(Exercise)
Report each line in the records that contains the string "post".

(Records for the exercise)
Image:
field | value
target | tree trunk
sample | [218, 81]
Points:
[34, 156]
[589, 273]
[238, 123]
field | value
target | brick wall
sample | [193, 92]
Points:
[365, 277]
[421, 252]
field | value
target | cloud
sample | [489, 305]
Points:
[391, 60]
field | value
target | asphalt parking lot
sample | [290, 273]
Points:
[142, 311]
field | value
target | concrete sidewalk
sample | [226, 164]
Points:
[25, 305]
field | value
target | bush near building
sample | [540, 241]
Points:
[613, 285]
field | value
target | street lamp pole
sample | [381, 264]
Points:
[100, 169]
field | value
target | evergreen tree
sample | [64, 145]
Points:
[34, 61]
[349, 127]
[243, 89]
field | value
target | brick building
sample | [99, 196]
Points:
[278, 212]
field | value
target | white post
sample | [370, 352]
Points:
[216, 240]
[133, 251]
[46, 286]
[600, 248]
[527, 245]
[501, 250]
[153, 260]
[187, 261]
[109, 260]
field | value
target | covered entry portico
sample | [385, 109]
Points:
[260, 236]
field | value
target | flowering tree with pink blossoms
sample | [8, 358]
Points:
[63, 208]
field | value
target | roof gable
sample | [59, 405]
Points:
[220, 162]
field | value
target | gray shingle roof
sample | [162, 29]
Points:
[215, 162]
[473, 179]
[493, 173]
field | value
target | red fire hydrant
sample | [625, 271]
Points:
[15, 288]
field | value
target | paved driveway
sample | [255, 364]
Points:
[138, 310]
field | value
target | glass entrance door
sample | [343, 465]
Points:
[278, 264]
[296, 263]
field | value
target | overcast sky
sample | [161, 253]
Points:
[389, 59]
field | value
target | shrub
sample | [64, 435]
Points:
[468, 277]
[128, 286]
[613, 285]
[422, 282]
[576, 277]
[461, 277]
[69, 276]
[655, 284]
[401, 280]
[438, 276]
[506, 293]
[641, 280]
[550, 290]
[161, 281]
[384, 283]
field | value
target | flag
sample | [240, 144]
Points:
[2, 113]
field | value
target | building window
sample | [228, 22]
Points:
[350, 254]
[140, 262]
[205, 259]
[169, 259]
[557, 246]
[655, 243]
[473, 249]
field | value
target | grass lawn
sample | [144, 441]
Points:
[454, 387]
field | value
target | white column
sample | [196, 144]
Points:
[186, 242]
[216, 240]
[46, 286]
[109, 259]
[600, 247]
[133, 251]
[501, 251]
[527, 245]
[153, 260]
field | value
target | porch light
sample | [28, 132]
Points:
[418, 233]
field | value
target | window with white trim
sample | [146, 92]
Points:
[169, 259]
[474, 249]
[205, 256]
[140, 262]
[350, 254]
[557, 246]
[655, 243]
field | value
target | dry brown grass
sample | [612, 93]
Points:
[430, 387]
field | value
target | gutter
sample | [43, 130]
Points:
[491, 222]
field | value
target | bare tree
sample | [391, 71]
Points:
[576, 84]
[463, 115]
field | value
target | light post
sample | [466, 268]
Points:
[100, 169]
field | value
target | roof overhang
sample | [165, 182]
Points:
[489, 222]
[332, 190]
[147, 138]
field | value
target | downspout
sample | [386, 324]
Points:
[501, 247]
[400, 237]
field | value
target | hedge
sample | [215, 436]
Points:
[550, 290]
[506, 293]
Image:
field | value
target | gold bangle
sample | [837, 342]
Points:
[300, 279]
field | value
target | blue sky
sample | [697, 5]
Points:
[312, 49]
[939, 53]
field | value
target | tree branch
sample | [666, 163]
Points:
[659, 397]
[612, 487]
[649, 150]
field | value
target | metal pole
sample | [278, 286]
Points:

(Response below)
target | white post
target | light post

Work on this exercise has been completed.